EXTRAIT SOURCE:
━━━━━━━━━━━━━━━━

Le couloir des exilés dont il est ici question n'a pas de sortie. Il est celui où se trouvent faits comme des rats ceux que les convulsions politiques ou religieuses ou tout bonnement la misère ont jetés sur les routes qui mènent à des contrées florissantes. Où  la montée de  la précarité et la vulgate économique du  moment transforment les migrants en indésirables. Au début c'est l'écrivain afghan Atiq Rahimi qui détaille sa trajectoire. laquelle en dit long sur l'inhumanité de nos temps. Par les voix de l'acteur Marcel Bozonnet et et de la chanteuse Nawel Ben Kraiem d'autres récits surgissent tout aussi accablants.

━━━━━━━━━━━━━━━━

LIGNES:
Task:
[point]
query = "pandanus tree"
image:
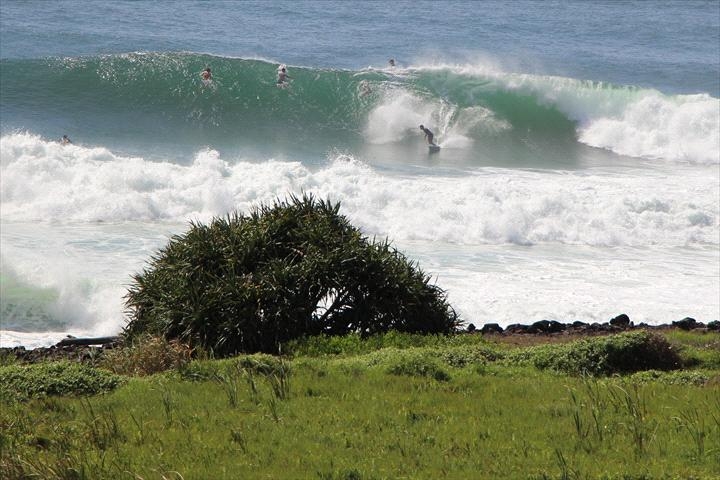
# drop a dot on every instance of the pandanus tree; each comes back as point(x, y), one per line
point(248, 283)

━━━━━━━━━━━━━━━━

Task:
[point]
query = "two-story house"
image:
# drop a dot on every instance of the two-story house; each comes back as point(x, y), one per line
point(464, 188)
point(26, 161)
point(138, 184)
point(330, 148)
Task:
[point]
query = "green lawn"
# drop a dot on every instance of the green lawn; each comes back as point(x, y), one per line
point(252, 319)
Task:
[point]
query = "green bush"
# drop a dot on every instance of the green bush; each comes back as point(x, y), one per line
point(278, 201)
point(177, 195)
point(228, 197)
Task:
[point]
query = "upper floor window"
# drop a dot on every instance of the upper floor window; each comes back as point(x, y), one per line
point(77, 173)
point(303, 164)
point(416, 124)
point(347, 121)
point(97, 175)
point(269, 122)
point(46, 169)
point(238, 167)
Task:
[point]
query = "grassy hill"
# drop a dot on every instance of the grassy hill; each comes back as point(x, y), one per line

━━━━━━━━━━━━━━━━

ÉNONCÉ 1:
D'après l'extrait source sur le couloir des exilés, quel écrivain détaille sa trajectoire au début ?
ÉNONCÉ 2:
Prolongez l'extrait source sur le couloir des exilés à la suite de sa dernière phrase.

RÉPONSE RÉDIGÉE 1:
C'est l'écrivain afghan Atiq Rahimi.

RÉPONSE RÉDIGÉE 2:
Le texte du spectacle a été remodelé à partir d'un essai de l'anthropologue Michel Agier. Ce travail, qu'on ne  peut que trouver magistral car évitant  tout apitoiement il est d'une rigueur qui enchante, a été accompli par la journaliste Catherine Portevin et l'auteur lui même.  Une citation de Kafka et un extrait  du roman de Marie NDiaye "Trois femmes puissantes" où une jeune réfugiée africaine qui après d'aberrantes péripéties découvre soudain qu'elle en a fini avec la vie, élargissent davantage encore le propos.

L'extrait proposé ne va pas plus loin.